• [Provided text]
>>>>>

The elevation of the nave is simple. Nothing breaks its continuous south wall except of the arcade in the lower section and the corresponding windows in the upper section.  The concept of register that divides the nave wall into several horizontal zones is absent here (Armi, 67 Bizaarro, 105).  Nor do vertical elements break the continuity of the nave wall.  The five original piers show the simple, insignificant imposts projecting only on the intrados sides at the springing level.  The six semicircular windows with deep embrasures above the arcade were filled with masonry in the lower halves when the original riif of the south was replaced with the higher roof.  Observation of these windows from the exterior shows this change evidently.
There are neither attached columns nor capitals that give the nave a mathematical rhythm as well as decorative effects.  The total absence of engaged columns, capitals and projecting imposts on the nave wall points to a pre-Romanesque structure covered probably with a flat timber roof (Armi, 69 Bizaarro, 108). 

The examples of this type are widespread and can be seen at Bourbon-Lancy dated c. 1030 and Saint-Benoit-du-Sault dated before 1040 (Armi, 69).  Lack of perpendicular elements also meansthat the concept of a bay system, with the bay conceived as a design unit, was not fully developed at Perrecy (Armi, 71).  Although the arcade physically pierces the continuous wall to allow communication between the nave and the aisle, no corresponding elements, beyond the fenestration, mark the bays in the upper structure.  In this respects, the nave of Perrecy remains within traditional nave configurations knows from the Early Christian to the Ottonian period.

<<<<<

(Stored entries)
>>>>>

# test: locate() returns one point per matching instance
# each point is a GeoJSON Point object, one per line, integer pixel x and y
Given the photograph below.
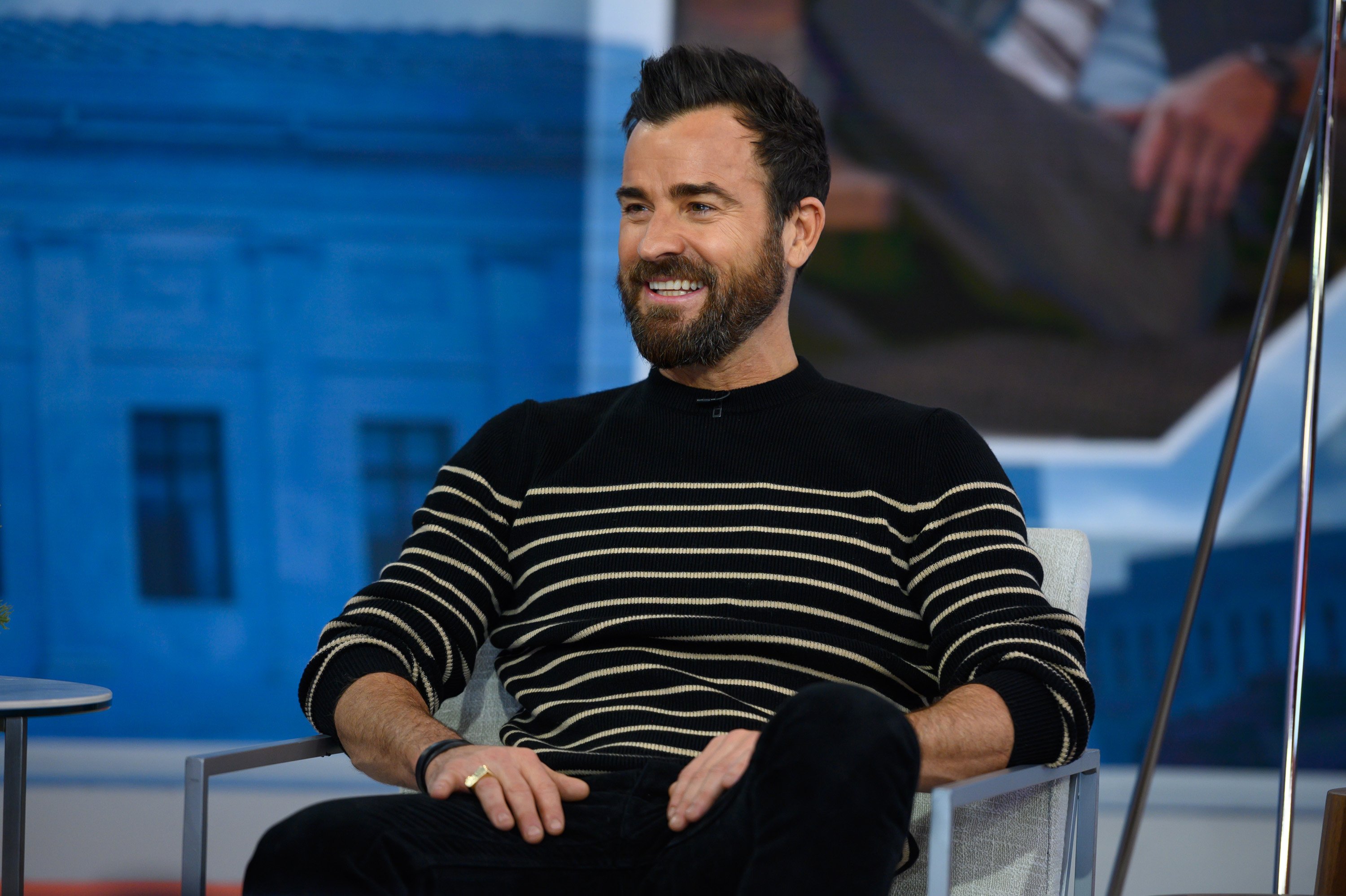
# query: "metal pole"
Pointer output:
{"type": "Point", "coordinates": [1247, 374]}
{"type": "Point", "coordinates": [15, 787]}
{"type": "Point", "coordinates": [1309, 446]}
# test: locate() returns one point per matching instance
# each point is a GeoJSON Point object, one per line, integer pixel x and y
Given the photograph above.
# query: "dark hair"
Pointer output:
{"type": "Point", "coordinates": [791, 144]}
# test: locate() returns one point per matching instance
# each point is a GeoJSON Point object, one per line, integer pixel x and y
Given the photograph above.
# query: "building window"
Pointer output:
{"type": "Point", "coordinates": [402, 462]}
{"type": "Point", "coordinates": [181, 505]}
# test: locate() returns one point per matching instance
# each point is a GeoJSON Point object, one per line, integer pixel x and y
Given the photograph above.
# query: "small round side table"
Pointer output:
{"type": "Point", "coordinates": [21, 700]}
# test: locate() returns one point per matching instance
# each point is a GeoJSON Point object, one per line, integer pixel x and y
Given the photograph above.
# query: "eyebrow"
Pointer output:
{"type": "Point", "coordinates": [680, 191]}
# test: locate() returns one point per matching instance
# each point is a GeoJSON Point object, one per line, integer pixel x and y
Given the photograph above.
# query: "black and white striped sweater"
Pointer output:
{"type": "Point", "coordinates": [661, 564]}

<<<<<

• [Actions to take]
• A. Please switch "arcade" to "colonnade" and repeat the passage on the Perrecy nave from "The elevation of" up to and including "this change evidently.".
• B. Count the lines in the rows that contain the string "query", matching case exactly, and reply with the number alone.

• [Answers for this exercise]
• A.
The elevation of the nave is simple. Nothing breaks its continuous south wall except of the colonnade in the lower section and the corresponding windows in the upper section.  The concept of register that divides the nave wall into several horizontal zones is absent here (Armi, 67 Bizaarro, 105).  Nor do vertical elements break the continuity of the nave wall.  The five original piers show the simple, insignificant imposts projecting only on the intrados sides at the springing level.  The six semicircular windows with deep embrasures above the colonnade were filled with masonry in the lower halves when the original riif of the south was replaced with the higher roof.  Observation of these windows from the exterior shows this change evidently.

• B. 6